• Written exercise:
Gather every line of the data below that contains the word "aspen", copying each line in full.

### Raw data ###

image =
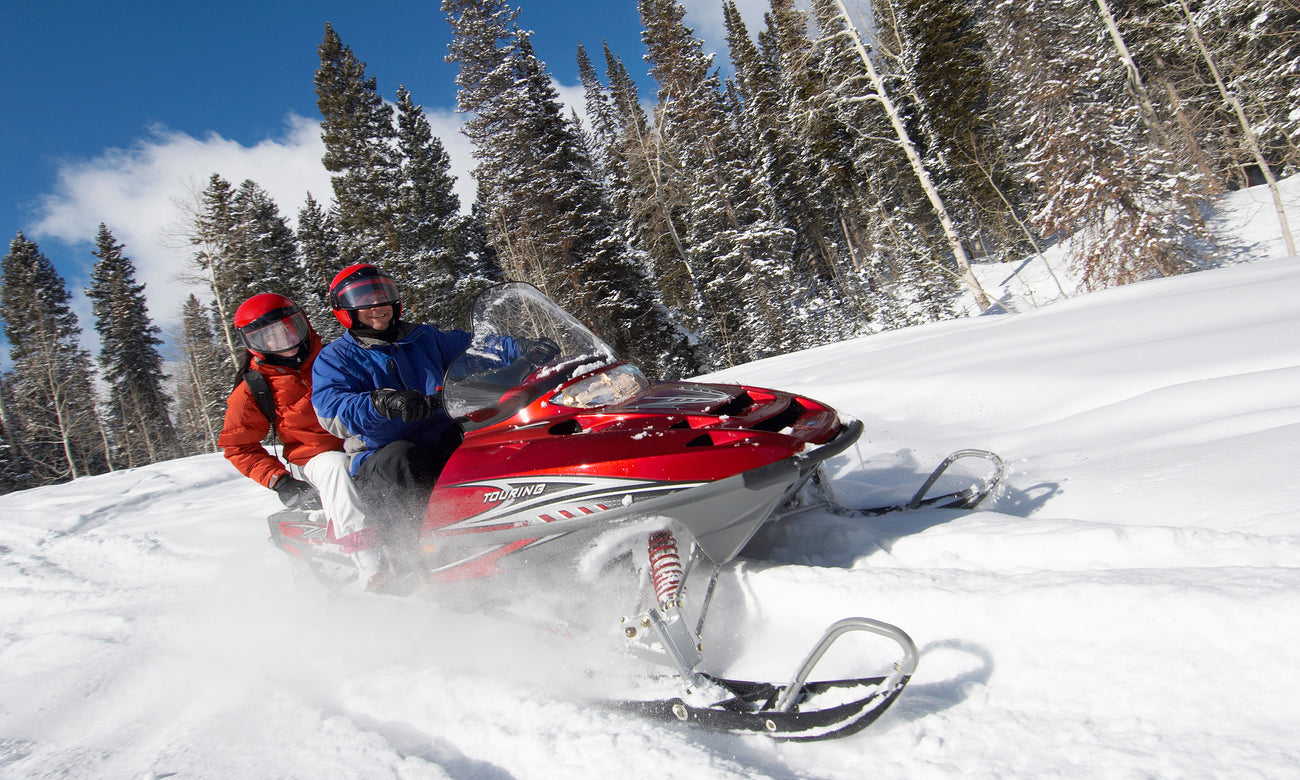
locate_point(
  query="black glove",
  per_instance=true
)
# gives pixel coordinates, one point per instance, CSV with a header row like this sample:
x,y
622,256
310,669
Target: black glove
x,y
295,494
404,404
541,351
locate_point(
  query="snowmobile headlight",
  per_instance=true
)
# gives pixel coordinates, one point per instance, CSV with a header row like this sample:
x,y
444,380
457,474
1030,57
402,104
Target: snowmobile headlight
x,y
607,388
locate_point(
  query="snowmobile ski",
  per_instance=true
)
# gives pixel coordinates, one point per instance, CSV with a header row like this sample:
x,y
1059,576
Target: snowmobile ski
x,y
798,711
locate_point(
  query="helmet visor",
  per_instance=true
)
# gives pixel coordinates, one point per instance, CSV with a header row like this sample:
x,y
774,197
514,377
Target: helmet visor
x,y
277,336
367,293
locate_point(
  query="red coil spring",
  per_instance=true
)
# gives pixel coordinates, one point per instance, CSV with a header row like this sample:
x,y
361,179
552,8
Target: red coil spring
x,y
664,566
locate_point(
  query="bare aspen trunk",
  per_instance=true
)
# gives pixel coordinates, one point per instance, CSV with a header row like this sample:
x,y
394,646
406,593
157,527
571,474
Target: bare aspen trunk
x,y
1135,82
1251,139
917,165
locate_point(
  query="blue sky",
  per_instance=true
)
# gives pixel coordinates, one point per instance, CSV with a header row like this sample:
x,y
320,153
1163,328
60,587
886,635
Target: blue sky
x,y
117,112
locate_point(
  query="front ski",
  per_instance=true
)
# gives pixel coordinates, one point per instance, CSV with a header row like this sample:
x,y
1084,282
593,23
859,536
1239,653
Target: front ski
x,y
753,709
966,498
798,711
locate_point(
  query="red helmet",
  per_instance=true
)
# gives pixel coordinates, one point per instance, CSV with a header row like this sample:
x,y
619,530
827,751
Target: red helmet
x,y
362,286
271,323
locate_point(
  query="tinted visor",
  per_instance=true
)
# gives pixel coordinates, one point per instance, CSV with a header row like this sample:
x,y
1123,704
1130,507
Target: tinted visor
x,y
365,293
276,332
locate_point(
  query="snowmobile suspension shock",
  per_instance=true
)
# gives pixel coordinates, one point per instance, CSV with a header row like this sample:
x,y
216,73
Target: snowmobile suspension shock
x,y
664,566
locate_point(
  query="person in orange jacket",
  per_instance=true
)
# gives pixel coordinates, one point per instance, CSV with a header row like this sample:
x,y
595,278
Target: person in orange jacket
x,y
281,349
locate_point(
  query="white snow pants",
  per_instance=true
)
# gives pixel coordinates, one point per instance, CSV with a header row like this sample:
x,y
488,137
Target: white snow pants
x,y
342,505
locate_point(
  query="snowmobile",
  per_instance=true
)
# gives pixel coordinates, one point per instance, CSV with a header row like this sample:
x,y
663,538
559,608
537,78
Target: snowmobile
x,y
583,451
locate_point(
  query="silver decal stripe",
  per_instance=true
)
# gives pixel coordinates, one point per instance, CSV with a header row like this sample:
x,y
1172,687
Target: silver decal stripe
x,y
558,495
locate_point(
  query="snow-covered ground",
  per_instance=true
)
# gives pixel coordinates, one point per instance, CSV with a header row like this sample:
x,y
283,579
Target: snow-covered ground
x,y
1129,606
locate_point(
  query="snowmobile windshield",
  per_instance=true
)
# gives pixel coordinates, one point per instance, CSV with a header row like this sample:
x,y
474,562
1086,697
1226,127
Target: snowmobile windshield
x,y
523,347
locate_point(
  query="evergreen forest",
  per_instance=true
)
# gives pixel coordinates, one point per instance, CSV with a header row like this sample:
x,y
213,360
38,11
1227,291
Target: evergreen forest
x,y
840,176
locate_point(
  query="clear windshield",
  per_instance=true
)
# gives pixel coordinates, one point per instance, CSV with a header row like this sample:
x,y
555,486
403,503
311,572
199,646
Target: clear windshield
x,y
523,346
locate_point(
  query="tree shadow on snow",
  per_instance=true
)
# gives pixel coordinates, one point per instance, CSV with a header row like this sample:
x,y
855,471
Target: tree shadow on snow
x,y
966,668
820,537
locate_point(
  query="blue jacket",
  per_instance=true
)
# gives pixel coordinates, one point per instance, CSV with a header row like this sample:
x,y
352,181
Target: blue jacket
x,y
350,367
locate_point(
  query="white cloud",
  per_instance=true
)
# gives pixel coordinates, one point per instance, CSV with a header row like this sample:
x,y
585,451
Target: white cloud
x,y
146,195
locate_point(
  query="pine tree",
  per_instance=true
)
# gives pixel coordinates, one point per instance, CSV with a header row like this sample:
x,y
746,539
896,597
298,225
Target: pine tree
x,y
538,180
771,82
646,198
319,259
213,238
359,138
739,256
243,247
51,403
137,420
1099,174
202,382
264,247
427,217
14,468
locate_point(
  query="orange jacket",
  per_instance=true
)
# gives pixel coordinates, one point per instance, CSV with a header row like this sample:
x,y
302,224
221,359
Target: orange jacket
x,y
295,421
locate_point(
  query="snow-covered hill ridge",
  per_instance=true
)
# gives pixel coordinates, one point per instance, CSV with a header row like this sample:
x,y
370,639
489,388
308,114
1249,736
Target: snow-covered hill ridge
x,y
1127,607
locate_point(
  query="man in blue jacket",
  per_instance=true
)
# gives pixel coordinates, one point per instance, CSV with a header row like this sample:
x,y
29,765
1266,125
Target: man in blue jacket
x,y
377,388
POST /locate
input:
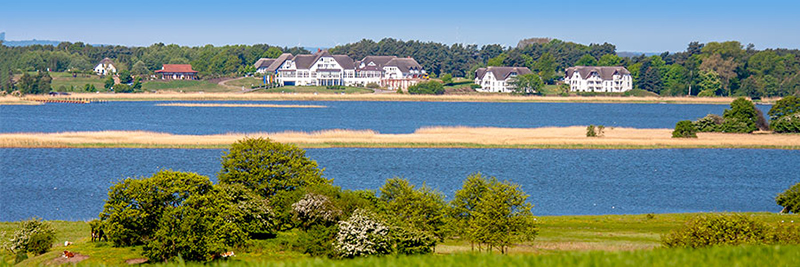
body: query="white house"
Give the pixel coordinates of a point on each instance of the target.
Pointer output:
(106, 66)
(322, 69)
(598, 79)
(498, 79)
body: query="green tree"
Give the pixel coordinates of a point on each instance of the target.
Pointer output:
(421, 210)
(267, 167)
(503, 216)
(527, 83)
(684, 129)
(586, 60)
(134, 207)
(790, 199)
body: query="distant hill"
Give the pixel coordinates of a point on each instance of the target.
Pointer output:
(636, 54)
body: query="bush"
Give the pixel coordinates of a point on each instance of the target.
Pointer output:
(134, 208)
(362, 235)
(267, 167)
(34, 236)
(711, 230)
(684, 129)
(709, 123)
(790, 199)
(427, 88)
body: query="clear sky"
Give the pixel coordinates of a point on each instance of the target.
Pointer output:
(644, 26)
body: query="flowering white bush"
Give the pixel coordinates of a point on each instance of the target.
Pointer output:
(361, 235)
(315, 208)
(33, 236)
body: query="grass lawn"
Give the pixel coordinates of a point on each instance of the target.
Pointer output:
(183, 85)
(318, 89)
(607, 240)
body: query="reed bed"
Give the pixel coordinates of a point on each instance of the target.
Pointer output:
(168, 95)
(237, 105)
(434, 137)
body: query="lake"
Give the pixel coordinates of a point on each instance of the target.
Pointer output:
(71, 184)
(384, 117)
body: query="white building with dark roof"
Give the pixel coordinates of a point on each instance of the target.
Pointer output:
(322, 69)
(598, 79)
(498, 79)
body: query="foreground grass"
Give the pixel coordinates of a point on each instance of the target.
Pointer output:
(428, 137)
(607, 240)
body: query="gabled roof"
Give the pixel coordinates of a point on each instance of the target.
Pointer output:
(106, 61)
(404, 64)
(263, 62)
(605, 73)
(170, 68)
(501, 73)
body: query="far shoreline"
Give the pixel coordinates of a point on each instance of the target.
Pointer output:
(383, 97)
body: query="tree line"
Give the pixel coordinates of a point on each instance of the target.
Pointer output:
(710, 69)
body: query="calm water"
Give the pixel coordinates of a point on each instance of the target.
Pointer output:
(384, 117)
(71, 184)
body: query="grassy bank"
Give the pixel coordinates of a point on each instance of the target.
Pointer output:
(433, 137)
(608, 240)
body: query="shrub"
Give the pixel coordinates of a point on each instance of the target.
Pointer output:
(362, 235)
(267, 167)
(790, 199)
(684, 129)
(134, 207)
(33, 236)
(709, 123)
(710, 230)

###
### Raw data ###

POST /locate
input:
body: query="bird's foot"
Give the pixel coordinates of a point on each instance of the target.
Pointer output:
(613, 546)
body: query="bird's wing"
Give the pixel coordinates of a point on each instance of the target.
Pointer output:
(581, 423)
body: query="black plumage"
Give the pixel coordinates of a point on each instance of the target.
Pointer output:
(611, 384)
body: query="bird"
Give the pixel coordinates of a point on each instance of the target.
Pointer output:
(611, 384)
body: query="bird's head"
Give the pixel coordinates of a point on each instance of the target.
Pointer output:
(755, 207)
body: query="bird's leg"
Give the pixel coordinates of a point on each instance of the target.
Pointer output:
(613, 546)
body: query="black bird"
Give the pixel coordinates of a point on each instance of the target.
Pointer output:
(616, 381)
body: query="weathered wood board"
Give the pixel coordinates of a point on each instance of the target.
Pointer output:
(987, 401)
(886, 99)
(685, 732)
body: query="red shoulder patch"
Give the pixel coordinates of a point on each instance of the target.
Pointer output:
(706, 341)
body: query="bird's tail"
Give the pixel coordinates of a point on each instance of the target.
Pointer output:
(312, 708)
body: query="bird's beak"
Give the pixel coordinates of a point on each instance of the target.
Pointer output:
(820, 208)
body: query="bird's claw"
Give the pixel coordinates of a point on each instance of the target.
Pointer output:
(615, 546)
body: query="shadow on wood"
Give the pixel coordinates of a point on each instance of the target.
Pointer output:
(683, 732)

###

• Completed exercise:
  query="bare aspen trunk",
Target: bare aspen trunk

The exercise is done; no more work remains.